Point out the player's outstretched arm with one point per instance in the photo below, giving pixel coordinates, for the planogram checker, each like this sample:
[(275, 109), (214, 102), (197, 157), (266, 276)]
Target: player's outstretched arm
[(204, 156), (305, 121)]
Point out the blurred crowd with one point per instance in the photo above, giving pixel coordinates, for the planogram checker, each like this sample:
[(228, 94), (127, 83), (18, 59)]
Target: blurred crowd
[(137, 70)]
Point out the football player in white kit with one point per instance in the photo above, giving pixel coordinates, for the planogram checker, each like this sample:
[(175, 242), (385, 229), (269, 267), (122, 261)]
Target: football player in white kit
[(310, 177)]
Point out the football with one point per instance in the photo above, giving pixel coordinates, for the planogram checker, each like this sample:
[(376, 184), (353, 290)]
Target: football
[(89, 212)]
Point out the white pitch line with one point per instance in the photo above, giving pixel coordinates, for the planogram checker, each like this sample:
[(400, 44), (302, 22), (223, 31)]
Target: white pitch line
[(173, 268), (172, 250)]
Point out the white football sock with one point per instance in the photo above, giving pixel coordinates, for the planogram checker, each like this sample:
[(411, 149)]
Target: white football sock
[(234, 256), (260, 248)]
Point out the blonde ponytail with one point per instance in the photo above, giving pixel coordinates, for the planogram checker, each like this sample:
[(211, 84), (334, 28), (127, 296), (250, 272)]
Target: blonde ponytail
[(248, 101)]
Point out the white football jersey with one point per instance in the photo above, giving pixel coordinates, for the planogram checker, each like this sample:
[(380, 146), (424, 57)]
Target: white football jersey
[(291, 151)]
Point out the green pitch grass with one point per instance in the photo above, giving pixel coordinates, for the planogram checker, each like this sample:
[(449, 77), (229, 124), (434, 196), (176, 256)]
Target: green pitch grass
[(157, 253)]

» **Task instructions**
Return the lines above exactly, keeping every word.

» **Exercise result**
Point out the player's outstretched arm with one point per instance in the photo below, giving pixel coordinates, for the planogram checker, each like this sample:
[(275, 109), (214, 102), (197, 157), (266, 276)]
Target: player's outstretched arm
[(204, 156), (305, 121)]
Point out the blurred crowd with one point per instance in the photo above, giving pixel coordinates, for the planogram checker, each like this sample:
[(228, 94), (127, 83), (18, 59)]
Target: blurred crowd
[(137, 70)]
Point out the football player in white kit with one point per instance in the photo above, giving pixel coordinates, for the planogram checker, each like this sample:
[(175, 242), (385, 229), (269, 267), (122, 261)]
Target: football player in white kit
[(310, 177)]
Point out the football with one point per instance in the photo above, giving pixel coordinates, for the planogram checker, each like this sample:
[(376, 184), (353, 290)]
Target: football
[(89, 212)]
Point out the white pitch line with one point per instance in the photo above, giving pixel coordinates, for the planogram checker, each like this sample:
[(400, 44), (302, 22), (223, 31)]
Target: white pitch line
[(173, 268), (172, 250)]
Point out the white football sock with one point per instance in the photo above, giving pixel coordinates, for the planogram checker, each like this sample:
[(411, 149)]
Target: white football sock
[(234, 256), (260, 248)]
Point out the blonde ponytail with one point per instance in the photo above, giving pixel coordinates, for the planogram checker, each like this sample:
[(211, 84), (334, 28), (127, 296), (250, 272)]
Target: blonde ponytail
[(248, 101)]
Point out the white football jersey with one point per instance in the photo above, giving pixel coordinates, for the planogram checker, each like this sample:
[(380, 146), (424, 57)]
Target: white football jersey
[(291, 151)]
Point out the green pitch grass with one point per instance in the photo above, giving pixel coordinates, for the planogram checker, each like this sample:
[(449, 77), (229, 124), (434, 196), (176, 256)]
Target: green pitch grass
[(157, 253)]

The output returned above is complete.